* [Source]
Heat oven to 350 degrees. Butter a 9-inch round cake pan. Line the bottom of the baking pan with a round of parchment paper.

Melt butter in a large saucepan, 3 quarts is a good size. Once melted, remove from heat and stir in chocolate until melted. Once melted, stir in 2 tablespoons water, then baking powder, flour and cocoa until just combined.

In a medium bowl, whisk egg yolks with sugar, 1 tablespoon water and vanilla, if using, until pale and no longer lumpy. Stir into chocolate mixture until just combined.

In a larger, very clean bowl, beat egg whites and salt until stiff. Gently fold into chocolate mixture until most of the white streaks disappear. Be careful not to deflated cake.

Bake for 25 to 30 minutes, until a toothpick inserted into the center of the cake comes out batter-free. Remove from oven and rest on rack for 5 minutes. Run knife along outside cake to make sure it isn’t sticking anywhere, then invert onto another rack, then back onto a cake plate. Eat warm or cold.

* [Data in this exercise]
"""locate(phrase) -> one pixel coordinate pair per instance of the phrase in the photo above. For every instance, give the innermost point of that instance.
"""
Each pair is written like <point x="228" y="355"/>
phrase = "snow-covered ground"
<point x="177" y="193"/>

* [Exercise requirements]
1. Write out the part of the chocolate cake recipe that opens with the words containing "In a medium" and closes with "mixture until just combined.".
2. Switch "instance" to "occurrence" throughout the records, and give their lines again with everything else unchanged.
The chocolate cake recipe and the records are unrelated material.

* [Correct answers]
1.
In a medium bowl, whisk egg yolks with sugar, 1 tablespoon water and vanilla, if using, until pale and no longer lumpy. Stir into chocolate mixture until just combined.

2.
"""locate(phrase) -> one pixel coordinate pair per occurrence of the phrase in the photo above. For every occurrence, give the innermost point of that occurrence.
"""
Each pair is written like <point x="228" y="355"/>
phrase = "snow-covered ground"
<point x="177" y="193"/>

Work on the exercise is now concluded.